─── GEGEVEN PASSAGE ───

3.2. Gelet op de feitelijke gang van zaken die heeft geleid tot intrekking van de vergunning heeft de rechtbank terecht geoordeeld dat het besluit tot intrekking in dit geval op één lijn te stellen is met de situatie dat een besluit wordt herroepen wegens een aan het bestuursorgaan te wijten onrechtmatigheid. Het college heeft immers erkend dat het besluit van 7 december 2020 gebreken bevatte en dat deze gebreken zijn opgemerkt bij de hoorzitting van de bezwaarschriftencommissie waar het bezwaarschrift van [wederpartij] werd behandeld. Het college heeft daarnaast erkend dat na deze behandeling namens het college is gebeld met de vergunninghouder en dat in dit gesprek op gebreken in het besluit is gewezen. Anders dan aan de orde was in de door het college genoemde uitspraak van de Afdeling van 13 november 2019, ECLI:NL:RVS:2019:3825, onder 3.2, staat niet vast dat louter sprake was van motiveringsgebreken. In dit geval is bovendien op 19 maart 2021 een nieuwe aanvraag om een omgevingsvergunning voor dezelfde activiteiten ingediend door de vergunninghouder. In deze aanvraag staat: "er is in december 2020 een omgevingsvergunning voor hetzelfde plan verleend. Op verzoek van gemeente dienen wij een aangepaste aanvraag in." Onder deze omstandigheden ligt het voor de gemaakte kosten in bezwaar in de risicosfeer van het college dat de aard van de gebreken niet meer in het besluit op bezwaar is vastgesteld. Gelet op het voorgaande kan buiten bespreking blijven of het gebrek in het besluit was gelegen in het ontbreken van een aanvraag om een aanlegvergunning. Uit de uitspraak van de rechtbank kan, anders dan het college stelt, ook niet worden afgeleid dat het besluit van 7 december 2020 onrechtmatig zou zijn, vanwege het ontbreken van de aanlegvergunning. Er wordt in de uitspraak alleen overwogen dat tijdens de hoorzitting bij de bezwaarschriftencommissie het niet aanvragen van de aanlegvergunning aan de orde is geweest en er vervolgens door de gemachtigde van het college telefonisch aan de vergunninghouder is medegedeeld dat het besluit verschillende gebreken bevatte.
Het betoog slaagt niet.

───

● **UITDAGINGEN**
A - Geef de records weer als CSV met twee kolommen, tekst en antwoord, met één rij per record. Zet elk veld tussen aanhalingstekens en vervang regeleinden door spaties. Begin bij de regel in de records met "the flower spike" en ga door tot en met het einde van de records.
B - Schrijf de passage over de intrekking van de omgevingsvergunning verder, te beginnen na de laatste zin.
Deze records hebben niets met de passage te maken.

─── AANGELEVERDE RECORDS ───

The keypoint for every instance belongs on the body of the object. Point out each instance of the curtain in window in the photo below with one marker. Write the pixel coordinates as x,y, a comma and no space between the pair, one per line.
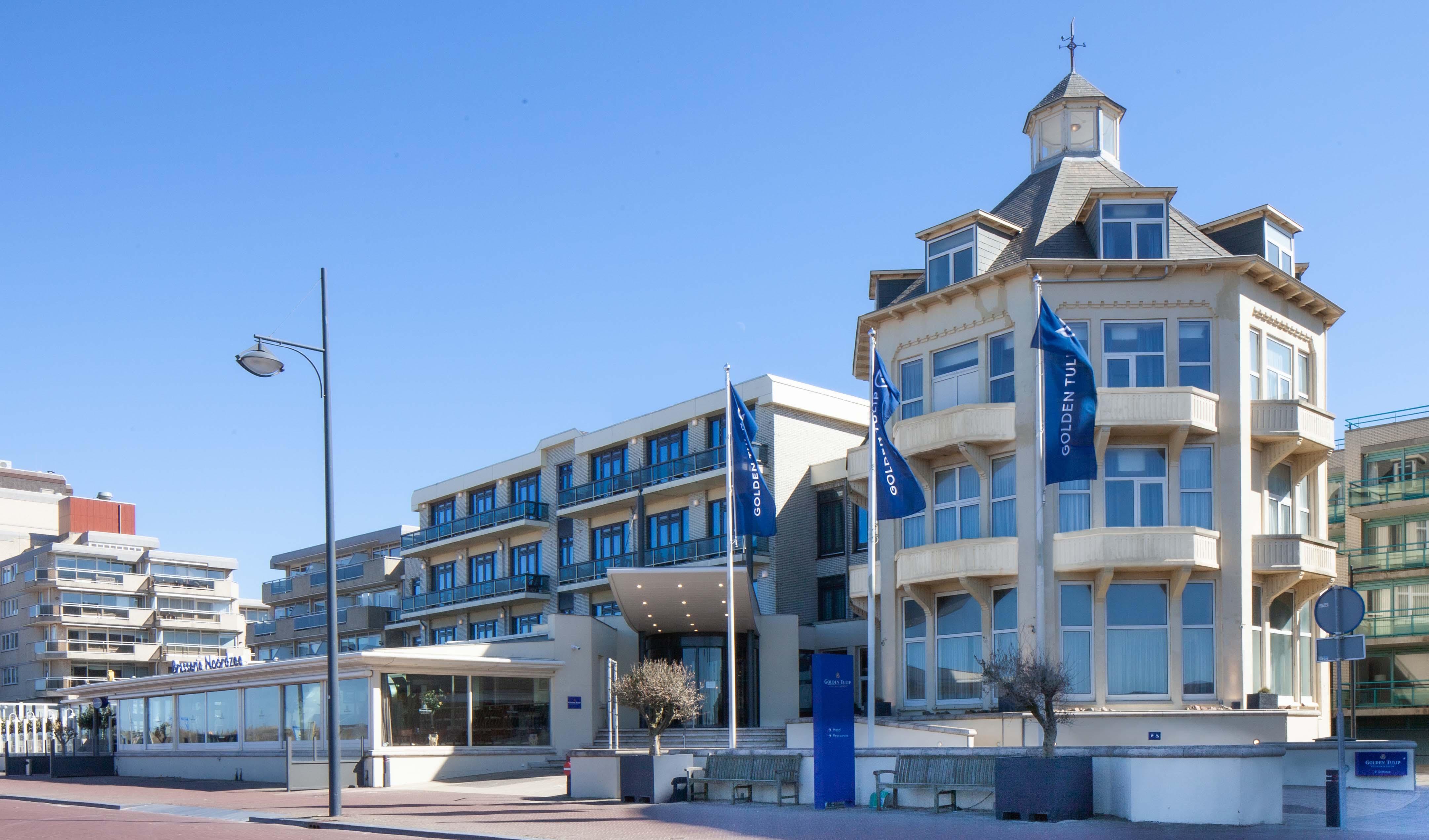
1198,661
1137,662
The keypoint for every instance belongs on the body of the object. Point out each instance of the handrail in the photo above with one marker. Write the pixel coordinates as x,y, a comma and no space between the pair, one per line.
486,589
1388,489
528,511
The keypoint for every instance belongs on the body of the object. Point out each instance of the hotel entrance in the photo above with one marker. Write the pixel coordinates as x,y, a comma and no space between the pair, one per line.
705,655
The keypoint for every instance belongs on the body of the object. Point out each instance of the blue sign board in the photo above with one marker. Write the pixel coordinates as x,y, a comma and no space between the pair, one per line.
834,680
1373,763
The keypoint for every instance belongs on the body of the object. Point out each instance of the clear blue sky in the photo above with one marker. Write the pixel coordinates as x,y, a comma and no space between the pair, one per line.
541,216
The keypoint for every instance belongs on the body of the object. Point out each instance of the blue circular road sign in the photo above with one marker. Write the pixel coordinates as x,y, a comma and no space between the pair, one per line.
1339,610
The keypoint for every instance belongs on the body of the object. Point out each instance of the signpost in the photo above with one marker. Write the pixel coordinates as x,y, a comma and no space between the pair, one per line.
1338,612
832,729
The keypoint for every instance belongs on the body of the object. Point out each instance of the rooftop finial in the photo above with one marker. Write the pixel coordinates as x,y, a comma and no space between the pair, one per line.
1071,45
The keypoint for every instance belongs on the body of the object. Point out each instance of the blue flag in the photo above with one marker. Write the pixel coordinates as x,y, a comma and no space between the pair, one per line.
1071,401
754,503
898,489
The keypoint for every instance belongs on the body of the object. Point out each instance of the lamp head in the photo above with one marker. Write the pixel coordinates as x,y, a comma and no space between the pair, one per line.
259,362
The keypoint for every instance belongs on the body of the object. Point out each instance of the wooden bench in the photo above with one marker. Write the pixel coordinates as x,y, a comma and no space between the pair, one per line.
938,773
745,772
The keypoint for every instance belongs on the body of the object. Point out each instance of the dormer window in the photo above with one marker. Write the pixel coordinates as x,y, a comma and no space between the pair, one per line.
951,259
1134,231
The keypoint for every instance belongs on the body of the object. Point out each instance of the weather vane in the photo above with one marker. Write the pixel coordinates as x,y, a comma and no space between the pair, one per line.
1071,45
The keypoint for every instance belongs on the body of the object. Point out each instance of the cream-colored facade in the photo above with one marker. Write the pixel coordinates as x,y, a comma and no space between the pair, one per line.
1180,578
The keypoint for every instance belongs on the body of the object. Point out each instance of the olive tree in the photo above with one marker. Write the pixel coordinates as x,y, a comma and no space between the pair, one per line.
663,693
1032,683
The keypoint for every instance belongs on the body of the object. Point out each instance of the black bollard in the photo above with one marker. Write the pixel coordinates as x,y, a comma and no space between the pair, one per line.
1333,816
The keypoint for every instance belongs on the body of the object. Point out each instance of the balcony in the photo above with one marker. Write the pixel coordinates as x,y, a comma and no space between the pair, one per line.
1388,558
1390,695
513,588
1157,411
1277,553
1278,420
1404,493
941,432
676,472
1141,549
945,562
1392,623
504,519
111,650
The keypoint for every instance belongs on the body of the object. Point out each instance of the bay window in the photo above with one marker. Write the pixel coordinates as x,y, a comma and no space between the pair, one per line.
959,648
1137,639
1134,353
1135,488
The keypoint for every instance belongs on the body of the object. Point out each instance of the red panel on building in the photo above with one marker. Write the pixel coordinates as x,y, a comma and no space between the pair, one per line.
96,515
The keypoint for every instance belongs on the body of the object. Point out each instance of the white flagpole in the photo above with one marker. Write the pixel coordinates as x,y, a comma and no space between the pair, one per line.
729,542
869,708
1041,476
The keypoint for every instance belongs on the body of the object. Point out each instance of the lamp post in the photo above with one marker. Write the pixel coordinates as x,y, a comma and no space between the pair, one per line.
259,362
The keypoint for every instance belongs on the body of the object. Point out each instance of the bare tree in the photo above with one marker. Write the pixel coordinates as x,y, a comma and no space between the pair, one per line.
1032,683
663,692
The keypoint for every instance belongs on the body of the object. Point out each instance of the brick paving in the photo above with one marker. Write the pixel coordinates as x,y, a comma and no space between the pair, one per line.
521,811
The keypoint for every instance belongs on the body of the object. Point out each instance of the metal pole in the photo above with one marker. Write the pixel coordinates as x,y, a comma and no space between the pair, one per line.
871,705
1042,486
335,792
729,543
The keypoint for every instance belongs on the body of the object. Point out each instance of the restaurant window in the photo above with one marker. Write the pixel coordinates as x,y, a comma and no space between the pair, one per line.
304,712
262,715
511,712
425,711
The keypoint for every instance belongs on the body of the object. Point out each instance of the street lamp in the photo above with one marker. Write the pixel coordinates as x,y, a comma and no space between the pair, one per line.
259,362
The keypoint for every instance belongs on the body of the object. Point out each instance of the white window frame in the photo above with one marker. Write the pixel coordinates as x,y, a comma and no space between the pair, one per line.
1009,375
921,640
1255,363
1088,629
1164,222
1137,489
1131,358
1107,622
958,503
929,255
1212,628
958,378
938,638
1280,383
1211,350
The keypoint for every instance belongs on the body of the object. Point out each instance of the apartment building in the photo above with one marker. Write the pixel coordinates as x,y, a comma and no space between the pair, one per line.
626,526
1381,485
1181,579
369,576
85,599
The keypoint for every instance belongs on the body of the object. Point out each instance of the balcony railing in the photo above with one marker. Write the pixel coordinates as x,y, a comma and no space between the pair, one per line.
476,592
1397,623
1388,558
1390,695
318,621
1388,489
522,511
681,468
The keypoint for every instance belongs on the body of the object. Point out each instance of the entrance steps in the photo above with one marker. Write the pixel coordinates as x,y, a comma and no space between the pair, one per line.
770,738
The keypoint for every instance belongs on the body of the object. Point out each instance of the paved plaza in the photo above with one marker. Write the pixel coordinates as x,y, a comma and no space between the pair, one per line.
535,806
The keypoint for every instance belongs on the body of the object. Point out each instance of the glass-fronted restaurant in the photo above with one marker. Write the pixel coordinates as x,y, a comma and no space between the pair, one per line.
445,711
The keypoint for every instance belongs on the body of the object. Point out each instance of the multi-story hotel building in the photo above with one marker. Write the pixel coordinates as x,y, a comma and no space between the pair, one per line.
1177,582
1379,513
626,526
369,575
85,599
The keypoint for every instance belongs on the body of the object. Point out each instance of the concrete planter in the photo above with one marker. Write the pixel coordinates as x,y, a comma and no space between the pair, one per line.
1044,789
647,779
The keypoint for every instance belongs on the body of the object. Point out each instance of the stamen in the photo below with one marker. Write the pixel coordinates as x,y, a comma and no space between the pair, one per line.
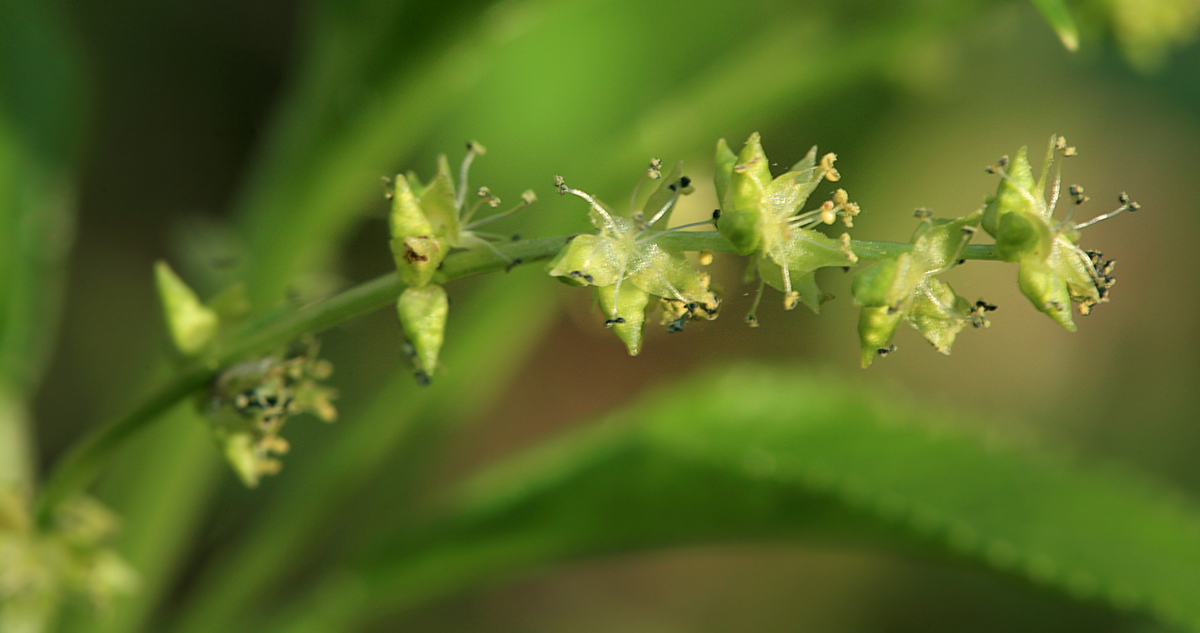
679,188
845,248
527,199
1125,206
473,150
827,168
563,190
753,315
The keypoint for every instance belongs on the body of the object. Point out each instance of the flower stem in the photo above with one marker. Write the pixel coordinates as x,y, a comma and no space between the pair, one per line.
84,460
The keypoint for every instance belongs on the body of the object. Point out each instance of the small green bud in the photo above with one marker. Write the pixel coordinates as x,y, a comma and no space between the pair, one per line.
876,325
192,325
423,314
624,311
417,251
251,401
1018,216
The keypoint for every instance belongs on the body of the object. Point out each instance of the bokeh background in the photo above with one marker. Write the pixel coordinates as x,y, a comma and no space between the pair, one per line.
246,140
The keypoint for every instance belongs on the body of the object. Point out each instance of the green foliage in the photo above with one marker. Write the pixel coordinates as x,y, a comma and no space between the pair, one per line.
771,454
748,454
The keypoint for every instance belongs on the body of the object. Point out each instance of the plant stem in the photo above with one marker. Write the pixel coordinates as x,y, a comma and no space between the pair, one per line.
79,465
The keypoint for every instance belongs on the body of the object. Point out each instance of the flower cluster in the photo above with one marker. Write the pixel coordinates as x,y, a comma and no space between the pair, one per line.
250,402
247,403
427,221
627,264
1053,271
906,288
763,217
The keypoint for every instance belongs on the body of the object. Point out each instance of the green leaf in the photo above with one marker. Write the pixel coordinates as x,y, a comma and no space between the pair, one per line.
757,453
1056,13
40,125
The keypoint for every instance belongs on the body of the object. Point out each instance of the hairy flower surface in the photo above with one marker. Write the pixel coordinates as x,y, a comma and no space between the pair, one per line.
426,222
1053,270
762,216
627,264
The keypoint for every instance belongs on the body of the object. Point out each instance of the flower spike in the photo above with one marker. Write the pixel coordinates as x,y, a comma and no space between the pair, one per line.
1054,272
762,216
906,288
627,264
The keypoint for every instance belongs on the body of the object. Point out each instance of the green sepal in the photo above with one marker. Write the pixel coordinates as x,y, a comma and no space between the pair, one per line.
724,170
1017,216
628,308
747,186
876,326
588,260
937,313
407,218
1054,283
418,258
1020,237
423,314
889,283
741,228
937,243
667,273
192,325
785,194
739,193
415,246
661,197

───

● **DEFINITIEVE ANTWOORDEN**
A -
tekst,antwoord
"The keypoint for every instance belongs on the body of the object. Point out each instance of the flower spike in the photo above with one marker. Write the pixel coordinates as x,y, a comma and no space between the pair, one per line.","1054,272 762,216 906,288 627,264"
"The keypoint for every instance belongs on the body of the object. Point out each instance of the green sepal in the photo above with one marker. Write the pixel coordinates as x,y, a comma and no space between the pair, one per line.","724,170 1017,216 628,308 747,186 876,326 588,260 937,313 407,218 1054,283 418,258 1020,237 423,314 889,283 741,228 937,243 667,273 192,325 785,194 739,193 415,246 661,197"

B -
3.3. Onder verwijzing naar rechtsoverweging 3.3 in de uitspraak van de Afdeling van heden in zaaknummer 202200579/1/R1, overweegt de Afdeling dat de rechtbank verder terecht heeft geoordeeld dat de gemachtigde van [wederpartij] voldoende aannemelijk heeft gemaakt dat het beroepsmatig verlenen van rechtsbijstand een vast onderdeel vormt van een duurzame, op het vergaren van inkomen gerichte taakuitoefening. Gelet hierop heeft de rechtbank dus ook terecht geoordeeld dat de door [wederpartij] in verband met de behandeling van het bezwaar en het beroep gemaakte kosten van door een derde verleende rechtsbijstand voor vergoeding in aanmerking komen.
Het betoog slaagt niet.
Conclusie en proceskosten
4. Het hoger beroep is ongegrond. De aangevallen uitspraak dient te worden bevestigd.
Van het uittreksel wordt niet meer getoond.